▸ Problem requirements: List every post in the forum thread that follows, giving each poster's name with the date and time shown.

▸ Passage to read:
◇ ◇ ◇ ◇ ◇
Share your dilemmas and get honest opinions from other Mumsnetters.

.. to NEVER wash DD's hair...

432 replies

GoTheFkToSleep · 29/11/2011 18:47

She's 5. She hates it, I hate it and two days later its looks the same as before. I think I last washed it about 6 months ago. I do bath the child once a month whether she needs it or not every few days, and she goes swimming every now and then but I am not sure that counts as she won't get in the pool showers. There must be a mild disinfectant effect of the chlorine tho??

OP posts:
GoTheFkToSleep · 29/11/2011 19:28

I say she has a sensory disorder because she finds normal clothes very uncomfortable etc but there is no clear dividing line between a 'disorder' and someone who is just a bit sensitive. She doesn't have a diagnosis and I intend to keep it that way unless there is a clear reason to get her labelled.

OP posts:
duchesse · 29/11/2011 19:28

My friend does not use shampoo on her sons' hair until they were 8 or 9- just rinsed it in the bath with water. They never looked grubby or manky, and never had headlice. It is a complete fallacy that you need to spend £££ on expensive shampoos, nor even £ on very cheap detergent ones, a fallacy that at a quick glance most people on this thread seem to be buying into.
◇ ◇ ◇ ◇ ◇
Collected data:

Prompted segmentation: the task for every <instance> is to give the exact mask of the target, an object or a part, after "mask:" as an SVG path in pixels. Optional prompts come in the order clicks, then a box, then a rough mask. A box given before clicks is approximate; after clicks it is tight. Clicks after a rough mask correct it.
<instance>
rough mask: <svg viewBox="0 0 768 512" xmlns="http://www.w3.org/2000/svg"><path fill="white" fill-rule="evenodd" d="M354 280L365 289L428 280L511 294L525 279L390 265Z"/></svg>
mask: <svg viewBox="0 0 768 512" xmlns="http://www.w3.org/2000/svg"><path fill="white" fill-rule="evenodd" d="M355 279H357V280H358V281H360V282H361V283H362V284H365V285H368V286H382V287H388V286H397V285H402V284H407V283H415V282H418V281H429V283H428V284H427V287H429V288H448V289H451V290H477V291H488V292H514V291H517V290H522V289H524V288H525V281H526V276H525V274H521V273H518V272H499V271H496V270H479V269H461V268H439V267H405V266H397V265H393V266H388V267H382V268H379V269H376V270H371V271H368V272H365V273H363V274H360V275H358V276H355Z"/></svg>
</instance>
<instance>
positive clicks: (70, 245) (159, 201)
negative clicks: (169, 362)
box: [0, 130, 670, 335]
◇ ◇ ◇ ◇ ◇
▸ Output for this task:
- GoTheFkToSleep, 29/11/2011 18:47
- GoTheFkToSleep, 29/11/2011 19:28
- duchesse, 29/11/2011 19:28